What you will do:
Write out the stretch of the loan fraud report below from "Elisabeth Evans, prosecuting, said" through "did was wrong.", word for word.

Owner of the old curry store Moja on Dale Road in Matlock, Syed Hussain, received an 18-month prison term.
Derby Crown Court heard that in May 2020 Hussain told NatWest that the turnover of his restaurant was £200,000, meaning he could ask for the maximum handout from them.
However, the last time he had filed any accounts, the amount was just £3,000.
Recorder Nicholas Watson said: “You applied for the loan on May 19 (2020), it was quickly approved on May 20 because the usual check and balances were not carried out.
"The funds were drawn down on May 21 and you moved them from your business account to your personal account and it is no coincidence that on the same day you dissolved the company.
“You concealed the dissolution of the business from NatWest because, had you been honest with them, they would not have given it (the money) to you.
"You then quickly dissipated the money and the Government is now £50,000 short.
“There was a vulnerability on the part of the lender because checks and balances were removed in order to give businesses the helping hand they needed at the time.
"This was a few simple clicks on the computer for you, filling out a few forms.”
At the time of asking for the money, the 24-year-old was two months into a suspended sentence for putting people’s lives at risk by flouting fire regulations at his restaurant.
On that occasion, he put the lives of people living above it at risk by failing to provide them with adequate escape routes or fire alarms and ignored warnings from Derbyshire Fire and Rescue Service to improve safety at the flat, which he was put in charge of by his father.
In doing so, should a fire have broken out at the premises or the apartment above it, they may not have been able to get out.
This week, the same court heard how he applied for the bounceback loan, brought in by the Government to prop up struggling businesses during the coronavirus pandemic which hit so many industries, especially restaurants which were forced to close.
Elisabeth Evans, prosecuting, said on the day the money was paid into his business account - Magic Spice Ltd - by NatWest, the defendant transferred it immediately into his personal account and dissolved the firm, not telling the lender.
She said: “These loans were brought in at a time of a national emergency. In his interview when he was asked about the £200,000 (turnover claim he put forward) he said ‘I think it was a mistake’. There was not the opportunity to challenge the figures on the application form and there is no evidence any of the money has been paid back.”
Hussain pleaded guilty to fraud and to a Companies Act offence. Sham Uddin, mitigating, said his client is the eldest son of the family household and is a carer for a mute uncle who lives there. He said: “He did attend the interview, he did make admissions and he accepted what he did was wrong.
“He was 20 years old at the time and he was too immature to run a business.
"The business was struggling and he made the decision to apply for the bounceback loan and totally accepts what he did was wrong and what he did was fraudulent.”
A Proceeds of Crime Act hearing, which could see money and assets seized from the defendant, will take place in January, Miss Evans said.

Extracted data:
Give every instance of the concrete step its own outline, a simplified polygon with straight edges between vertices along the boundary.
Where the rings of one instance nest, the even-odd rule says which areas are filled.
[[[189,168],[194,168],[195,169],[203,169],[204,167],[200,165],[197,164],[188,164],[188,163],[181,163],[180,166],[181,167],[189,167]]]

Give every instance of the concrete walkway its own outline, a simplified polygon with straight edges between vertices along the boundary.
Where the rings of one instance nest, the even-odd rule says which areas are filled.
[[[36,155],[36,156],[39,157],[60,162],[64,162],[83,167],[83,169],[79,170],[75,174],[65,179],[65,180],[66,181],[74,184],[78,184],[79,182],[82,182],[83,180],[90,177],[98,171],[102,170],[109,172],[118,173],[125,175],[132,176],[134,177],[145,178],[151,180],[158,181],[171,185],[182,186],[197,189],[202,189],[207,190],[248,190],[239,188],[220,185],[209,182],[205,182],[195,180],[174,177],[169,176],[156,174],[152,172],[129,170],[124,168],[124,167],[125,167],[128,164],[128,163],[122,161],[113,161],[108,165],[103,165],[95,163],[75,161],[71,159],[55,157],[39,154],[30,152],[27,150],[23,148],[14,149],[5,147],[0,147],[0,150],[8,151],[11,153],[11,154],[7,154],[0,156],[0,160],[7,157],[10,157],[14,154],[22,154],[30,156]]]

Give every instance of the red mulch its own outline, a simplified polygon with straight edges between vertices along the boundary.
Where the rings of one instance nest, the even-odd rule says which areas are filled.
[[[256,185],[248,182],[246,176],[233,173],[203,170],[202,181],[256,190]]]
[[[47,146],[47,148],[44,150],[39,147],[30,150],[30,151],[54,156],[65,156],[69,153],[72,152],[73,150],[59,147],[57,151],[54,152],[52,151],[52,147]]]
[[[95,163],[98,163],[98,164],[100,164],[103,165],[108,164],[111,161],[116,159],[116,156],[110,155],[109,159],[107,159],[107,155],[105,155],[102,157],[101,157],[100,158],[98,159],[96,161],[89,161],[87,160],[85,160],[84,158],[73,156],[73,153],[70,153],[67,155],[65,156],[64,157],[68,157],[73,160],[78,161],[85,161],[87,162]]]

---

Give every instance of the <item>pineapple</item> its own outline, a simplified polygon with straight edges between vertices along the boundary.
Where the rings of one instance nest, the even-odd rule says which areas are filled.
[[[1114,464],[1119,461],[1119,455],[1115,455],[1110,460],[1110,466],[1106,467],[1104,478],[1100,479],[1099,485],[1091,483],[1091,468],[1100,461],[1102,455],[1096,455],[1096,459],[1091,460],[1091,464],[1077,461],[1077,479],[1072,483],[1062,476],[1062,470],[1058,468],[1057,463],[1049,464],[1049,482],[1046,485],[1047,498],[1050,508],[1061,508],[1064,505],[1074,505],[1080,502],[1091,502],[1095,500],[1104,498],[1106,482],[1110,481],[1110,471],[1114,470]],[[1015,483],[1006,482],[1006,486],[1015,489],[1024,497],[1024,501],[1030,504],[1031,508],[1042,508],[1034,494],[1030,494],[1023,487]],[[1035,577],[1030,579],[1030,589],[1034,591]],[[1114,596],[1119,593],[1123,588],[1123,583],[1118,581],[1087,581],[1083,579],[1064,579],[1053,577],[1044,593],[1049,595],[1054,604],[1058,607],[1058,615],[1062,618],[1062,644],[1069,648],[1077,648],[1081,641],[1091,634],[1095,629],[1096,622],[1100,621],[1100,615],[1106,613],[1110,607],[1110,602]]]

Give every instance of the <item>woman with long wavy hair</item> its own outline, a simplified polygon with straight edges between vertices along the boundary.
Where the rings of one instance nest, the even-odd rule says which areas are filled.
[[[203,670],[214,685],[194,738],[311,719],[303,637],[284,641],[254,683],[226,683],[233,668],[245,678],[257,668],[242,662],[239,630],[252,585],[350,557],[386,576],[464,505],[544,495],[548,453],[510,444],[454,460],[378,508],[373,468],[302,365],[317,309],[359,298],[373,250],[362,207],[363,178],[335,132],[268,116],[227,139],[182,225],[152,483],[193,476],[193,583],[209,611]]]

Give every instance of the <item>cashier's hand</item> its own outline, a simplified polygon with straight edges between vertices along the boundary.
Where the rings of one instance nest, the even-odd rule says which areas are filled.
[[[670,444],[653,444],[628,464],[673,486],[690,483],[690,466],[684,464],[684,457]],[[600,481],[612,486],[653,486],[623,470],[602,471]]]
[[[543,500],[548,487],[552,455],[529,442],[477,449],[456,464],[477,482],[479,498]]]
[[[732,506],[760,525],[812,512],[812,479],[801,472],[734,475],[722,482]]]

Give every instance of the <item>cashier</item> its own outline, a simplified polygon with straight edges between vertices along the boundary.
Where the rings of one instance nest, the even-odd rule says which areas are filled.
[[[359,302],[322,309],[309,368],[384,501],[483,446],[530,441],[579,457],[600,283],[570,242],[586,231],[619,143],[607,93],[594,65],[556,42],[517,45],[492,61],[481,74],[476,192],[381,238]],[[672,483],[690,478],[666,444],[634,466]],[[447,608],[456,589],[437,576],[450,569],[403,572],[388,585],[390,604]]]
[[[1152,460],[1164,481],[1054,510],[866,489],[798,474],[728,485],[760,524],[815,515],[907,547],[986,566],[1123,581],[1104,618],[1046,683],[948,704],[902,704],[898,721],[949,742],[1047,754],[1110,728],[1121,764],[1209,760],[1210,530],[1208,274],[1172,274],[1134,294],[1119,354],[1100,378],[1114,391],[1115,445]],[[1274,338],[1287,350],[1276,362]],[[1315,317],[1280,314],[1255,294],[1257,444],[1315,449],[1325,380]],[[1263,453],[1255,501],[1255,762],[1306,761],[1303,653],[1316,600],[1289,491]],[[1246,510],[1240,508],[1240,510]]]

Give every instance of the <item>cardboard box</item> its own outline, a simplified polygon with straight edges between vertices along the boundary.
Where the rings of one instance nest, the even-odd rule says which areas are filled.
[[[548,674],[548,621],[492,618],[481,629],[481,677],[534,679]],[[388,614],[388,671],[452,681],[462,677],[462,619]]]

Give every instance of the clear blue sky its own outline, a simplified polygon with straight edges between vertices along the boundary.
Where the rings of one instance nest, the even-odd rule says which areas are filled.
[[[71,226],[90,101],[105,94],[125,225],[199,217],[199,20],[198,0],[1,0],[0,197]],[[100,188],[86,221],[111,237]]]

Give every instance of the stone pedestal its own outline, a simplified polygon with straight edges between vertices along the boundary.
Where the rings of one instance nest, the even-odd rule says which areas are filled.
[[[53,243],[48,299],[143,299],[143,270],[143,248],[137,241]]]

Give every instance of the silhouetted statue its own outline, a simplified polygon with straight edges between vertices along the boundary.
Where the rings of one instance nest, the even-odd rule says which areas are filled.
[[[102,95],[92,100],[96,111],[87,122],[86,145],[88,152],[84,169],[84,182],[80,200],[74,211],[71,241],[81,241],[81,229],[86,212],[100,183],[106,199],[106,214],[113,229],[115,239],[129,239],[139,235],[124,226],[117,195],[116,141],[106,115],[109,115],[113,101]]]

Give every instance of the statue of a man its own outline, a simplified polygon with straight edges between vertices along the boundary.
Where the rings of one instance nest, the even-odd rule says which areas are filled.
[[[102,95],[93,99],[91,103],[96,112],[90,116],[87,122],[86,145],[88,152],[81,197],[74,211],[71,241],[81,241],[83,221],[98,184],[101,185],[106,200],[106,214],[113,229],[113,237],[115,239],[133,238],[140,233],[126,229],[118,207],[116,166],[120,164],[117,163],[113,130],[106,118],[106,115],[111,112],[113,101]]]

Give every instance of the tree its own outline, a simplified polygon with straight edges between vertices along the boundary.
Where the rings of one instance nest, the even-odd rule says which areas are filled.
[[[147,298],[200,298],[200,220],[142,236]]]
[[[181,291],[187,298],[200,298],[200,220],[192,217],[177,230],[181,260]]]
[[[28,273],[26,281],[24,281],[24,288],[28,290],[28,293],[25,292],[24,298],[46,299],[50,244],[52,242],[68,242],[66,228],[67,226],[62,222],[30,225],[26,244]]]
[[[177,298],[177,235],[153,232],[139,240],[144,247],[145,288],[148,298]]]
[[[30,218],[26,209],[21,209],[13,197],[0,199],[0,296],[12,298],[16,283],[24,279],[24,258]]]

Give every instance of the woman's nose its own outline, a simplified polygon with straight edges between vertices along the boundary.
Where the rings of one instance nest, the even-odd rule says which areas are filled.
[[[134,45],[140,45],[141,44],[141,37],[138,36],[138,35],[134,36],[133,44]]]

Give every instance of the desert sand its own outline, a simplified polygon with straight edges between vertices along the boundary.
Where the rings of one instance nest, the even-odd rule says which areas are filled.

Solved exercise:
Elisabeth Evans, prosecuting, said on the day the money was paid into his business account - Magic Spice Ltd - by NatWest, the defendant transferred it immediately into his personal account and dissolved the firm, not telling the lender.
She said: “These loans were brought in at a time of a national emergency. In his interview when he was asked about the £200,000 (turnover claim he put forward) he said ‘I think it was a mistake’. There was not the opportunity to challenge the figures on the application form and there is no evidence any of the money has been paid back.”
Hussain pleaded guilty to fraud and to a Companies Act offence. Sham Uddin, mitigating, said his client is the eldest son of the family household and is a carer for a mute uncle who lives there. He said: “He did attend the interview, he did make admissions and he accepted what he did was wrong.